**GIVEN TEXT**
◇ ◇ ◇ ◇ ◇ ◇ ◇

Nietzsche goes to great lengths to reveal examples of human relations that first and foremost typify his notion of the will to power, and that highlight the shortfalls of peering through a purely hedonistic lens when analyzing the human psyche. We can trace the development of these observations back to Nietzsche’s early philologico-philosophical writings, such as The Birth of Tragedy (1872), evolving through his middle works Human All-too-Human, (1878), Daybreak, (1881), and Beyond Good and Evil, (1886) and into his later writings, of which On the Genealogy of Morality (1887) features prominently. Principally, I will consider the dispute between Nietzsche and the hedonists; the battle-lines will be drawn around the notion of sadomasochistic subjectivity. The character studies in Nietzsche’s portrayal of man’s psychology will be examined in relation to the phenomenon of cruelty, which is strongly reinforced by classical Freudianism. Such an overview of the role of cruelty in Nietzsche’s psychology is unlikely to remain true to the complexity of his thought. Nevertheless, what Nietzsche has to say on the matter is too important to neglect on that basis. That we are inherently cruel, either to ourselves or to others is for Nietzsche an expression of an innate will to power, which we therefore ought to harness in the service of our own self-expression and the expression of higher cultural goals. Freud coined this ‘sublimation’, though Nietzsche emphasised the ascetic ideal: the necessary deprivation of the individual by the individual himself, a kind of self-directed cruelty that looks like masochism, through a psychological lens.
Essentially, Nietzsche is questioning an Epicurean claim: that the avoidance of pain is the highest motive of human endeavours. The hedonist’s second claim, that human beings concurrently seek pleasure as well as avoiding pain, would seem to be intuitively coherent: pain is not pleasurable, unless it is someone else’s pain and not my own. Pleasure is sought after and may well result from my infliction of pain on someone else, but Nietzsche also questions this. The primacy of the ‘pleasure-principle’, does not rule out the possibility that someone may enjoy seeing, or making another suffer: as long as pain is avoided, pleasure may prevail, but this account fails to explain the principle that Nietzsche so expertly identifies.
Self-inflicted cruelty is the definition of the ‘ascetic ideal’ for Nietzsche. Initially we are faced with a paradox: how can something be both painful and pleasurable? With an analysis of the paradox embodied in the characterology of the ascetic priest, Nietzsche manages to do something that the hedonists cannot. He tells us that the avoidance of pain is not primary in the psychology of sadomasochism where pain is actively sought as a source of pleasure. Although this is accounted for by the hedonists under the programme of the pleasure-principle, they cannot explain why it is so pleasurable to be cruel. To say that beating another person in the head is pleasurable or that abusing oneself can be pleasurable does not explain why these cruelties are pleasurable. This is where Nietzsche’s theory of the will to power surpasses the hedonistic account: it tells us why people enjoy being cruel. According to Nietzsche, the deepest motive of all human behaviour is the primary pleasure resulting from the acquisition, increase and exertion of one’s power over and above the power of the other and/or oneself.

◇ ◇ ◇ ◇ ◇ ◇ ◇

**SUPPLIED MATERIAL**
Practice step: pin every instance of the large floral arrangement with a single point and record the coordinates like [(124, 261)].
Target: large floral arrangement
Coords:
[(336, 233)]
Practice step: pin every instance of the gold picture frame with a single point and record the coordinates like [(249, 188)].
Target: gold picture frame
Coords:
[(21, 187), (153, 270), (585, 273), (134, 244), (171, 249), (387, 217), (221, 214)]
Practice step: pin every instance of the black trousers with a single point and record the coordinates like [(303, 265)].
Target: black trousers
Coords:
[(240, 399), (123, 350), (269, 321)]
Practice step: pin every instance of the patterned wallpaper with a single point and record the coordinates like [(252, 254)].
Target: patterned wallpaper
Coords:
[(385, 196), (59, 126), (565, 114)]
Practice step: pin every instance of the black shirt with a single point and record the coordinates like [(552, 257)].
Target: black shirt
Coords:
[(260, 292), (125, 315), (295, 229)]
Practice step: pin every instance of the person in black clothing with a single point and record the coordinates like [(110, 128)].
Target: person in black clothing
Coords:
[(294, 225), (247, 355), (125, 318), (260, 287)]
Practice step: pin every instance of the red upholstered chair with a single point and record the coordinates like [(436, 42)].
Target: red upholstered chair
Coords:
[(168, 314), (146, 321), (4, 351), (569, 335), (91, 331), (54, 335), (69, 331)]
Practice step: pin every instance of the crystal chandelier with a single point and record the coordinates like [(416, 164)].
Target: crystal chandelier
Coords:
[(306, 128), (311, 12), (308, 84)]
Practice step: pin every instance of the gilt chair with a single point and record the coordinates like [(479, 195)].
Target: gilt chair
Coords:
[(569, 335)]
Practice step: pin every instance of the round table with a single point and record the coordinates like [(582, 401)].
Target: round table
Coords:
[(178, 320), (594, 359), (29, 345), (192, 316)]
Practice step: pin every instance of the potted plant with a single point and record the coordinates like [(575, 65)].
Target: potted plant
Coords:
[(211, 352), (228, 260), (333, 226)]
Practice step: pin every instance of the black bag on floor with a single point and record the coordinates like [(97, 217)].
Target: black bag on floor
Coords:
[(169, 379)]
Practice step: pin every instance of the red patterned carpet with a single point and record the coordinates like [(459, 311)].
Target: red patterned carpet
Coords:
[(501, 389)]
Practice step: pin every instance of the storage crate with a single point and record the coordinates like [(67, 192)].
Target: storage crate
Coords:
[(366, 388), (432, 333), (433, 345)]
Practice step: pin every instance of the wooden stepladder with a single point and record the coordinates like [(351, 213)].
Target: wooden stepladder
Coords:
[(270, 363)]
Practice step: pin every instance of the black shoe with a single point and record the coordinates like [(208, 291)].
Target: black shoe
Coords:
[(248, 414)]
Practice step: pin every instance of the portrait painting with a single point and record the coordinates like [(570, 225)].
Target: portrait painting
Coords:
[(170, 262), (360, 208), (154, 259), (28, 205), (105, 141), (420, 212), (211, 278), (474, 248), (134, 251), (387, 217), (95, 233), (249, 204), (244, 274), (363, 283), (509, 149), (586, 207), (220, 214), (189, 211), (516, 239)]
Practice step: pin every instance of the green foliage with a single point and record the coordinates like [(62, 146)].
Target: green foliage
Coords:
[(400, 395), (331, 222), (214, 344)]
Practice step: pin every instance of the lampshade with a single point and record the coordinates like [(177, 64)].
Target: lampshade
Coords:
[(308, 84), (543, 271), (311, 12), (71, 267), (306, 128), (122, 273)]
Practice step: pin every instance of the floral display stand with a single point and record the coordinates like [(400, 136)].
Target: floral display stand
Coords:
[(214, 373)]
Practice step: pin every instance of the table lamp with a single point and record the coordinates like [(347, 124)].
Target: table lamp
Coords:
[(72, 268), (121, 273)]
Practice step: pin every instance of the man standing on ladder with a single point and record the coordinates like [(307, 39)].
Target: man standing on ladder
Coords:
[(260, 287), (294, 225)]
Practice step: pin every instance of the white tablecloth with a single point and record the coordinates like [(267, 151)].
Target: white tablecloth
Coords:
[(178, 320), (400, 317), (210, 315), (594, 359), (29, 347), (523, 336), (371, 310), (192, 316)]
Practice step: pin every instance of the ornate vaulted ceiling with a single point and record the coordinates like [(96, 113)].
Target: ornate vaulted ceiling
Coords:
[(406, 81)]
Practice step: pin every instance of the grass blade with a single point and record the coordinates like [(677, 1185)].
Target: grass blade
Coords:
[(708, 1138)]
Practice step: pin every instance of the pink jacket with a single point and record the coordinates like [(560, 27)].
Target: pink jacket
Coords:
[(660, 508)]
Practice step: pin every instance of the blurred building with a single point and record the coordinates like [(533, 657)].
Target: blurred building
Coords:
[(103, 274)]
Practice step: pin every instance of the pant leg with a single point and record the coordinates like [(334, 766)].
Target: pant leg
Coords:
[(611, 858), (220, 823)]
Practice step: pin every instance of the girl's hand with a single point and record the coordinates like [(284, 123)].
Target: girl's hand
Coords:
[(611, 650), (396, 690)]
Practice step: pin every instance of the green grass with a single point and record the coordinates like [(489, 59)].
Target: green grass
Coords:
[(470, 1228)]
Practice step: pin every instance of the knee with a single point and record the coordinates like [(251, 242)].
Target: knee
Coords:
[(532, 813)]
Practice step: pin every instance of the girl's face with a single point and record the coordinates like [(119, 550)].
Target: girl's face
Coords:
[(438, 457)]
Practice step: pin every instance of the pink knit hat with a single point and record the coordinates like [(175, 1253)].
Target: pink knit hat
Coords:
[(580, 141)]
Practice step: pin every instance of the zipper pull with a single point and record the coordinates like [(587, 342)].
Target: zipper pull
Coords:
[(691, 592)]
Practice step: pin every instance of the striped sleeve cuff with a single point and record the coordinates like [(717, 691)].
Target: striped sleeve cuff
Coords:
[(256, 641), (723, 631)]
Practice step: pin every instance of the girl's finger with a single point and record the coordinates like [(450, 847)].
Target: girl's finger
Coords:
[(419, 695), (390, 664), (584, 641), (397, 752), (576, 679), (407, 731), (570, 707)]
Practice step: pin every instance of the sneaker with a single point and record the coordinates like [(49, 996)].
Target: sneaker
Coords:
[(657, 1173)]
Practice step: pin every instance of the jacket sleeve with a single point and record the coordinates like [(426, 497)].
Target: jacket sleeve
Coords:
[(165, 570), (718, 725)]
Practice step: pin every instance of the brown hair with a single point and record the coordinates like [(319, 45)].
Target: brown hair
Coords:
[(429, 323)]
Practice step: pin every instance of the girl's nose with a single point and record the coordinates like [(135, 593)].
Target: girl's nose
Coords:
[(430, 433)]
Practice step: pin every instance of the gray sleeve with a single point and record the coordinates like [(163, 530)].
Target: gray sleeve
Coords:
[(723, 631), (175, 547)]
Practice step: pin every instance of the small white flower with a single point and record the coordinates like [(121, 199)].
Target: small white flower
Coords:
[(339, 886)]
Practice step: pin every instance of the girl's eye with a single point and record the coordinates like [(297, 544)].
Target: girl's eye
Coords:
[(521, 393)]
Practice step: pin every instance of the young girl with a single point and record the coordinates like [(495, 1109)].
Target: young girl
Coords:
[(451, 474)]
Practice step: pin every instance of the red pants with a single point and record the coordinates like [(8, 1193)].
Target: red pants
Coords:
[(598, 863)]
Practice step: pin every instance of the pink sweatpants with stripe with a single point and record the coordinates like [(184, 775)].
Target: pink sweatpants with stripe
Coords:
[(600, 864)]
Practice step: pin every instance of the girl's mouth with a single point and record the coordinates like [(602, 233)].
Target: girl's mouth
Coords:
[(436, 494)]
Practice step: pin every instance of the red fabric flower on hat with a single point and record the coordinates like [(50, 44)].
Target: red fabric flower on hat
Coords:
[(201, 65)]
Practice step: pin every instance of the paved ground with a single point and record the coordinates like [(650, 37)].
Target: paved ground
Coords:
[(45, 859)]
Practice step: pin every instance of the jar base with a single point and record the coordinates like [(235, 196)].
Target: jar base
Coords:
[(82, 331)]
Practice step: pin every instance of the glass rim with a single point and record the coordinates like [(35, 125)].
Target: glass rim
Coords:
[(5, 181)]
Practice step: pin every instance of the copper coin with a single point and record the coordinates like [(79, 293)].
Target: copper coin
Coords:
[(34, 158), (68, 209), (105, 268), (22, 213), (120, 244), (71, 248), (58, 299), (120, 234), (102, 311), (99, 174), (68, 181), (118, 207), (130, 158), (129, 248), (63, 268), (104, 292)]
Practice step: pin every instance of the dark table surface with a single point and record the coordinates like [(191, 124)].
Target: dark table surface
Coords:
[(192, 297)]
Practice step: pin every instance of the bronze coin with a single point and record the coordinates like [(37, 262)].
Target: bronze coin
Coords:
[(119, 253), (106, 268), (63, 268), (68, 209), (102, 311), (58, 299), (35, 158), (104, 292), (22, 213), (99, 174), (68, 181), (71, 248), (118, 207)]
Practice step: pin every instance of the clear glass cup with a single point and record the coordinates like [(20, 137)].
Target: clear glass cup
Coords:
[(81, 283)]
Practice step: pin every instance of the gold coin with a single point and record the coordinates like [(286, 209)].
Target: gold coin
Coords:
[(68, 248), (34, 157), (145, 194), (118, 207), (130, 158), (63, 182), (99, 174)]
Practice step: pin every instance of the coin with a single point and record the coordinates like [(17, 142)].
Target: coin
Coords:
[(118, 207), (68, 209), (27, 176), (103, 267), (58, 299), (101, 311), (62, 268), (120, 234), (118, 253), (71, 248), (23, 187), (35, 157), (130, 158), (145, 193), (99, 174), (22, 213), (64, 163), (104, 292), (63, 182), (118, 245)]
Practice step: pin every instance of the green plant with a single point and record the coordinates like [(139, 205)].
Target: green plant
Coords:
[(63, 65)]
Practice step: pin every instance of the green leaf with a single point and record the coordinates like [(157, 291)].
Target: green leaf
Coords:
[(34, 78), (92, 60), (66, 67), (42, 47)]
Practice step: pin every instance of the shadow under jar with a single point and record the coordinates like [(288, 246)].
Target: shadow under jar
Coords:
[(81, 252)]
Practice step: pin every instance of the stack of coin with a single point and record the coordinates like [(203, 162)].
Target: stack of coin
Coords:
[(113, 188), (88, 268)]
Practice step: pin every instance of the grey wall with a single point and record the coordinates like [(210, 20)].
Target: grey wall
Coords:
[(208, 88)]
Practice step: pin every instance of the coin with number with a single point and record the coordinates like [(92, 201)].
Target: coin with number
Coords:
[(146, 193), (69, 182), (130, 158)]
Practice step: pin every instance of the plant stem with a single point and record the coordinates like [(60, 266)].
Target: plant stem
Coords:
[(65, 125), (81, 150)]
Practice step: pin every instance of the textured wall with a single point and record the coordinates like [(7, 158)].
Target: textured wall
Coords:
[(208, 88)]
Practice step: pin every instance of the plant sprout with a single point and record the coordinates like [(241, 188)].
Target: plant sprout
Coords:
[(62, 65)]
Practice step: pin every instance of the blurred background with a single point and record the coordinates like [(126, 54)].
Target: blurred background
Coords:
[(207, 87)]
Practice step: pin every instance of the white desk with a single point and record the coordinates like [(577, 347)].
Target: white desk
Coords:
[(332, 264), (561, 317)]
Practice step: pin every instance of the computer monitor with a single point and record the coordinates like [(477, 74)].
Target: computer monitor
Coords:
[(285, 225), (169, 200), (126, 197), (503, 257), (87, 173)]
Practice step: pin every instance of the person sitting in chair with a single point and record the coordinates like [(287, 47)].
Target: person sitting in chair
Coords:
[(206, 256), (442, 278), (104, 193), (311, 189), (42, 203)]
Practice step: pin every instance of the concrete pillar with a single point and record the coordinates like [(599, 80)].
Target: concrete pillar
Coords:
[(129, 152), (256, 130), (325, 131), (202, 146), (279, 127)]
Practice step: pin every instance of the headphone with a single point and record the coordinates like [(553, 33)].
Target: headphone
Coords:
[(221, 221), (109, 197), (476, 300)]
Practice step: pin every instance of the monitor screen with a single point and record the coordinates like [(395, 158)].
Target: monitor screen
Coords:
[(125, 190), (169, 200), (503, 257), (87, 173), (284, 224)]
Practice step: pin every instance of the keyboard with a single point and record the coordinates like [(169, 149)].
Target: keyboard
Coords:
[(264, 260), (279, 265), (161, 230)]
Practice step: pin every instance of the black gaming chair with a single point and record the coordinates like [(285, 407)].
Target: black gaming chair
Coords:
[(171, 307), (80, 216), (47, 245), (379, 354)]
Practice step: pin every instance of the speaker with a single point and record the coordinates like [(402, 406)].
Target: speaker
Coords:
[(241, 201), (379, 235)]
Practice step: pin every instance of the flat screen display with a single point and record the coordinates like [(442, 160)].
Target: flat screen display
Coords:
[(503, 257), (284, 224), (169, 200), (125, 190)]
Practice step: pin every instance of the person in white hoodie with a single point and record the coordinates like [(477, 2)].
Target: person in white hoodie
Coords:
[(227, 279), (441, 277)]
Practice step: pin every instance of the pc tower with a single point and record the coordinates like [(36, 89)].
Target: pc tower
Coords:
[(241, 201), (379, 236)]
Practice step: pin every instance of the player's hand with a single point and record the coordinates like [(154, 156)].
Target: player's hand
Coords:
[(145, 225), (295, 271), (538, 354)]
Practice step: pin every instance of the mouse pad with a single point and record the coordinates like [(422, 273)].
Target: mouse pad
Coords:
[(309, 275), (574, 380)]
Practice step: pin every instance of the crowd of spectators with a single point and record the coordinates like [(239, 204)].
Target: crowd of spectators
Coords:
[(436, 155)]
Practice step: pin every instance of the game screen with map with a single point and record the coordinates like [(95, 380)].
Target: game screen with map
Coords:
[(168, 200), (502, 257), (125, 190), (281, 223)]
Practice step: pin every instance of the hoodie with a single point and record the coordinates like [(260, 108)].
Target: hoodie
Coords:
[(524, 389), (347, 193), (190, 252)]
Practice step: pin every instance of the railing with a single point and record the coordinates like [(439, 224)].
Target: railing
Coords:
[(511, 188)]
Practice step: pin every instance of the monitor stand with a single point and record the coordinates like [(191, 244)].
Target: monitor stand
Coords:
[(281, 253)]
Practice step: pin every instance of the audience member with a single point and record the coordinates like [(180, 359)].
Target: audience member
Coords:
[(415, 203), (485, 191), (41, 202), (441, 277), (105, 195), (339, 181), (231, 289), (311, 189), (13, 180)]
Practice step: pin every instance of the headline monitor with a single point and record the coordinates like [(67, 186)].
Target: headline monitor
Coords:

◇ ◇ ◇ ◇ ◇ ◇ ◇

**STATED GOAL 1**
Condense the paragraph of the passage on Nietzsche that begins "Essentially, Nietzsche is questioning" into a short bulleted list that keeps its main points.
**STATED GOAL 2**
Duplicate word for word the part of the passage on Nietzsche that opens with the words containing "Essentially, Nietzsche is" and closes with "so expertly identifies.".
The listing plays no part in what comes next.

**EXPECTED ANSWER 1**
- Nietzsche questions the Epicurean claim that avoiding pain is the highest motive of human endeavors.
- The hedonists' second claim, that people seek pleasure while also avoiding pain, seems intuitively coherent, since pain is not pleasurable unless it is someone else's.
- Pleasure may come from inflicting pain on someone else, but Nietzsche questions this as well.
- The primacy of the "pleasure-principle" allows that someone may enjoy seeing or making another suffer, as long as pain is avoided. Still, this account fails to explain the principle Nietzsche identifies.

**EXPECTED ANSWER 2**
Essentially, Nietzsche is questioning an Epicurean claim: that the avoidance of pain is the highest motive of human endeavours. The hedonist’s second claim, that human beings concurrently seek pleasure as well as avoiding pain, would seem to be intuitively coherent: pain is not pleasurable, unless it is someone else’s pain and not my own. Pleasure is sought after and may well result from my infliction of pain on someone else, but Nietzsche also questions this. The primacy of the ‘pleasure-principle’, does not rule out the possibility that someone may enjoy seeing, or making another suffer: as long as pain is avoided, pleasure may prevail, but this account fails to explain the principle that Nietzsche so expertly identifies.